Text block.

- - -

SDAP Collection Manager

The SDAP Collection Manager is a service that watches a YAML file (the Collections Configuration file) stored on the filesystem, and all the directories listed in that file. Whenever new granules are added to any of the watched directories, the Collection Manager service will publish a message to RabbitMQ to be picked up by the Granule Ingester (/granule_ingester in this repository), which will then ingest the new granules.

Prerequisites

Python 3.7

Use a conda environment for example:

$ conda create -n cmenv python=3.7
$ conda activate cmenv

Building the service

From incubator-sdap-ingester, run:

$ cd common && python setup.py install
$ cd ../collection_manager python setup.py install

Running the service

From incubator-sdap-ingester, run:

$ python collection_manager/collection_manager/main.py -h

The Collections Configuration File

A path to a collections configuration file must be passed in to the Collection Manager at startup via the --collections-path parameter. Below is an example of what the collections configuration file could look like:

# collections.yaml

collections:

    # The identifier for the dataset as it will appear in NEXUS.
  - id: "CSR-RL06-Mascons_LAND"

    # The path to watch for NetCDF granule files to be associated with this dataset. 
    # This can also be an S3 path prefix, for example "s3://my-bucket/path/to/granules/"
    path: "/data/CSR-RL06-Mascons-land/" 

    # An integer priority level to use when publishing messages to RabbitMQ for historical data. 
    # Higher number = higher priority. Scale is 1-10.
    priority: 1

    # An integer priority level to use when publishing messages to RabbitMQ for forward-processing data.
    # Higher number = higher priority. Scale is 1-10.
    forward-processing-priority: 5 

    # The type of project to use when processing granules in this collection.
    # Accepted values are Grid, ECCO, TimeSeries, or Swath.
    projection: Grid

    dimensionNames:
      # The name of the primary variable
      variable: lwe_thickness

      # The name of the latitude variable
      latitude: lat

      # The name of the longitude variable
      longitude: lon

      # The name of the depth variable (only include if depth variable exists)

- - -

Given material.
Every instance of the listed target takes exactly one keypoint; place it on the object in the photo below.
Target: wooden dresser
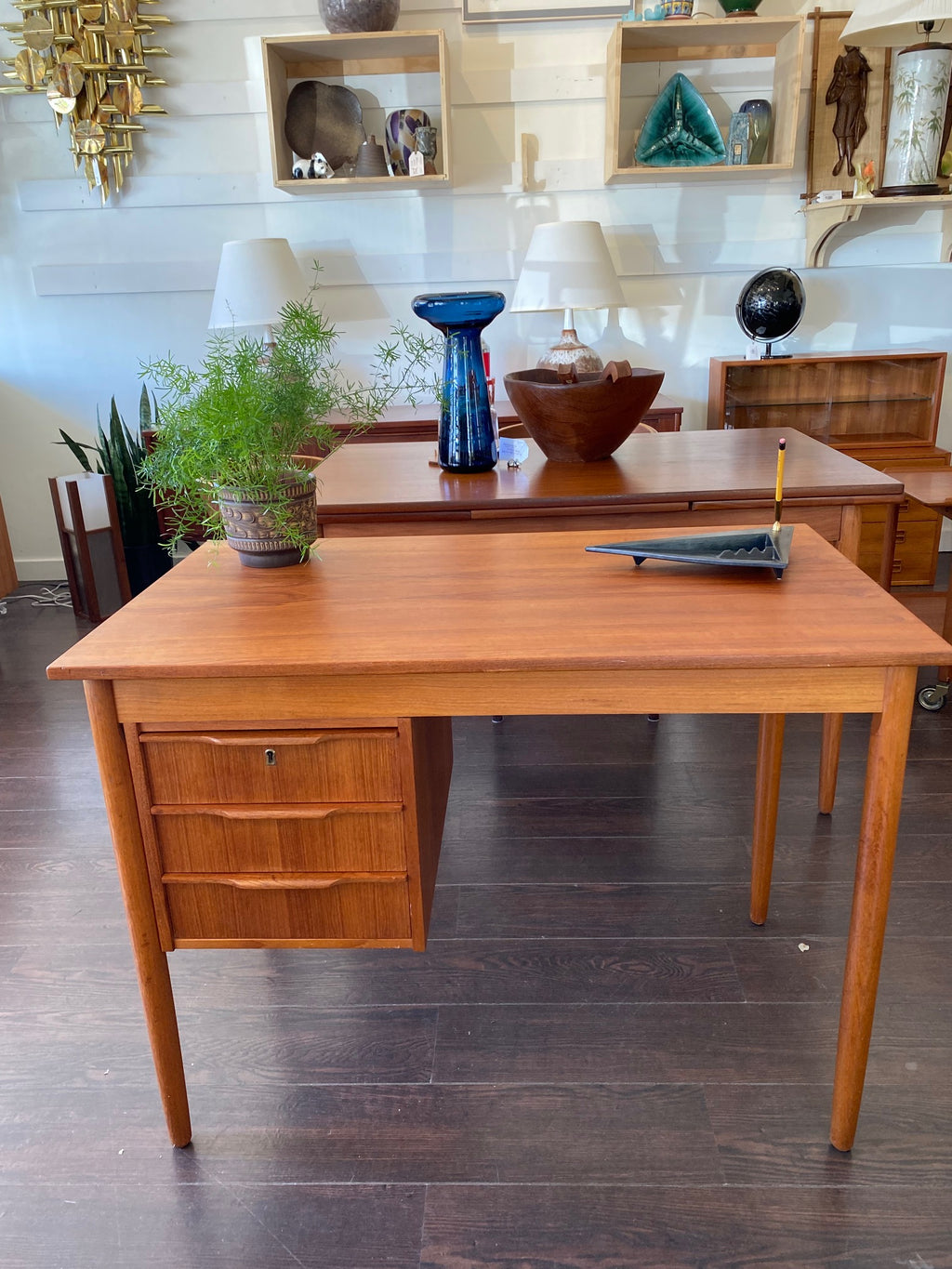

- - -

What to work on.
**a.** Answer these questions from the Collection Manager documentation:
(i) Which Python version does it list as a prerequisite?
(ii) Through which parameter must the path to the collections configuration file be passed at startup?
(iii) What are the accepted values for "projection"?
**b.** Write the next part of the Collection Manager documentation, beginning after its final line.
The data bear no relation to the Collection Manager documentation.

Answers to the exercises.
**a.**
(i) Python 3.7
(ii) --collections-path
(iii) Grid, ECCO, TimeSeries, or Swath

**b.**
      depth: Z 
      
      # The name of the time variable (only include if time variable exists)
      time: Time

    # This section is an index of each dimension on which the primary variable is dependent, mapped to their desired slice sizes.
    slices:
      Z: 1 
      Time: 1
      lat: 60
      lon: 60

 - id: ocean-bottom-pressure 
    path: /data/OBP/
    priority: 6
    forward-processing-priority: 7
    projection: ECCO
    dimensionNames:
      latitude: YC
      longitude: XC
      time: time
      # "tile" is required when using the ECCO projection. This refers to the name of the dimension containing the ECCO tile index.
      tile: tile
      variable: OBP
    slices:
      time: 1
      tile: 1
      i: 30
      j: 30

Note that the dimensions listed under slices will not necessarily match the values of the properties under dimensionNames. This is because sometimes the actual dimensions are referenced by index variables.

Tip: An easy way to determine which variables go under dimensionNames and which ones go under slices is that the variables on which the primary variable is dependent should be listed under slices, and the variables on which those variables are dependent (which could be themselves, as in the case of the first collection in the above example) should be the values of the properties under dimensionNames. The excepction to this is that dimensionNames.variable should always be the name of the primary variable.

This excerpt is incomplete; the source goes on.